## WHAT YOU NEED TO DO
Search the listing below for the string "white" and copy every line where it occurs.

## MATERIAL TO PROCESS
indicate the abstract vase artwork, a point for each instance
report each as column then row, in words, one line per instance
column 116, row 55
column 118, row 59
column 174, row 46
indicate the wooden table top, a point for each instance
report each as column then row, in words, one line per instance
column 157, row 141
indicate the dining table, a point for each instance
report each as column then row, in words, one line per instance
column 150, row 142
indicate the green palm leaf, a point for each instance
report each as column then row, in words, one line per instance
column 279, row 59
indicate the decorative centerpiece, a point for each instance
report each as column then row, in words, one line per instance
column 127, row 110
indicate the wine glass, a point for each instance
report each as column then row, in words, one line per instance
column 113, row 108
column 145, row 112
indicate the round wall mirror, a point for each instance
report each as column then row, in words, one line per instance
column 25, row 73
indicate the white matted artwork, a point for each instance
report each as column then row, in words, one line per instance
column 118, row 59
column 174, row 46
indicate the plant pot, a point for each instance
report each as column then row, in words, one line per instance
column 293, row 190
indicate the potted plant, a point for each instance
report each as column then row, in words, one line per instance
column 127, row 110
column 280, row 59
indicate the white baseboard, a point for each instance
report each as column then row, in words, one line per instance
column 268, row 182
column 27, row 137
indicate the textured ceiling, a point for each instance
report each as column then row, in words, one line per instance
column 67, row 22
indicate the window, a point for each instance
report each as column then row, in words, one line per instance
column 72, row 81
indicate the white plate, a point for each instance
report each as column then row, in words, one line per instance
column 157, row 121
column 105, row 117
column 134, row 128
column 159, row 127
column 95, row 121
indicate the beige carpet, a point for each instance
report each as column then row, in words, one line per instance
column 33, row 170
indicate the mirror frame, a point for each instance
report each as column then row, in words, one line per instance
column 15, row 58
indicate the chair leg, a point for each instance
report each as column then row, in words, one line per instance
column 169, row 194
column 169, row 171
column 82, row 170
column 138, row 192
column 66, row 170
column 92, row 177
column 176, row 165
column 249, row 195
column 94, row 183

## ANSWER TO THIS PROBLEM
indicate the white matted artwork, a point for each instance
indicate the white baseboard, a point for each instance
indicate the white plate, a point for each instance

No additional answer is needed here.